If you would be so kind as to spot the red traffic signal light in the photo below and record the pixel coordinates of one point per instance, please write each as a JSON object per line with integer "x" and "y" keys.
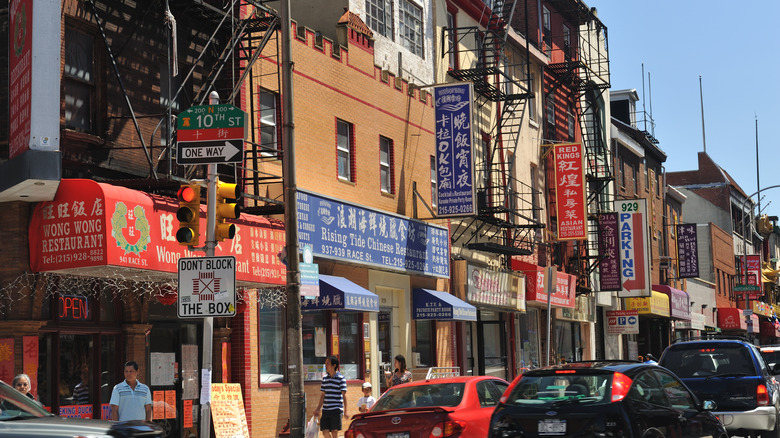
{"x": 188, "y": 215}
{"x": 227, "y": 208}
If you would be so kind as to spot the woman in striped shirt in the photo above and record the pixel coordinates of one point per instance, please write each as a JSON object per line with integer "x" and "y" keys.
{"x": 333, "y": 399}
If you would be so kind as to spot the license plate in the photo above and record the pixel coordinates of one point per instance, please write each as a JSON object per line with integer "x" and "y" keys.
{"x": 552, "y": 427}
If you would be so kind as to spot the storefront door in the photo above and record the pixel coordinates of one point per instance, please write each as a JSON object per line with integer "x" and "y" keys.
{"x": 174, "y": 359}
{"x": 384, "y": 331}
{"x": 70, "y": 366}
{"x": 492, "y": 332}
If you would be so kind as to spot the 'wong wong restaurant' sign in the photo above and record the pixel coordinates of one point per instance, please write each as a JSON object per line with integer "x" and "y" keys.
{"x": 90, "y": 226}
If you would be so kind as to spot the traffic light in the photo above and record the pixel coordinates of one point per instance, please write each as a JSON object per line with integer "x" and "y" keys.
{"x": 227, "y": 208}
{"x": 188, "y": 215}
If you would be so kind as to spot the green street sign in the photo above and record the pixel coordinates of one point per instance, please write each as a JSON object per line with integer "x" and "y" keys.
{"x": 211, "y": 122}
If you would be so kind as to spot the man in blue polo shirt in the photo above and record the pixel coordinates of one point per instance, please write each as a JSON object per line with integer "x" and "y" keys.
{"x": 131, "y": 399}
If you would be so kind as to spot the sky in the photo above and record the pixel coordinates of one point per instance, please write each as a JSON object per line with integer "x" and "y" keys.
{"x": 734, "y": 49}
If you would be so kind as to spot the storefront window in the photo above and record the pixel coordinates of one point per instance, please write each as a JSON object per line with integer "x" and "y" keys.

____

» What to do
Could the data be reproduced exactly, with the pictures omitted?

» Result of this task
If you would be so kind as to spot the red traffic signal light in the photo below and record the pixel coordinates of one point per instance, please write each as a JSON object per line with integer "x" and "y" keys.
{"x": 188, "y": 215}
{"x": 227, "y": 208}
If you would be so kind as to spot the woman in striped shirt in the photo above and record the pixel coordinates of one point per instance, please write each as a JSON object per line with integer "x" and "y" keys.
{"x": 333, "y": 399}
If you would be so kind as to spot the license plate in the photo above and record the pixel coordinates of one point per instance, please write each as a JSON object per line with integer "x" and "y" keys.
{"x": 552, "y": 427}
If you would be so kind as to spot the storefront door in the photo above and record the pixel coordinates of one point per instance, please write each as a JSON object per line with integer "x" and "y" keys.
{"x": 174, "y": 359}
{"x": 384, "y": 331}
{"x": 70, "y": 366}
{"x": 492, "y": 332}
If you would be so kind as to spot the 'wong wong restaurant' sign in the photo above and record the pixel coordinates of one point per instance, please write each as a JSON object per line with integer "x" and "y" keys.
{"x": 90, "y": 226}
If you would be so kind as to spot the traffic light in the photo above and record the pixel coordinates of one point per instance, please write each as a JSON object per line with integer "x" and "y" keys.
{"x": 227, "y": 208}
{"x": 188, "y": 215}
If you would be so kind as to spot the green street sign in the photo above and record the pixel coordinates of one point per instance, please write each as a JSON object per line with integer "x" and "y" keys.
{"x": 211, "y": 122}
If you would be so kind as to spot the man in blue polo shirt in the photo above and record the pixel coordinates of one point per instance, please write each as a JSON object per line with integer "x" and "y" keys.
{"x": 131, "y": 399}
If you would be so kind as to spot the sky in the photo above and record the pixel coordinates of one point per instance, please write each as a JSON object per line with integer "x" and "y" keys.
{"x": 734, "y": 49}
If you would be so kind as to spot the storefront window in the photo above and record the pixel coordinates of one point per instance, please write each as a JSON object per line with integer "x" and "y" keys.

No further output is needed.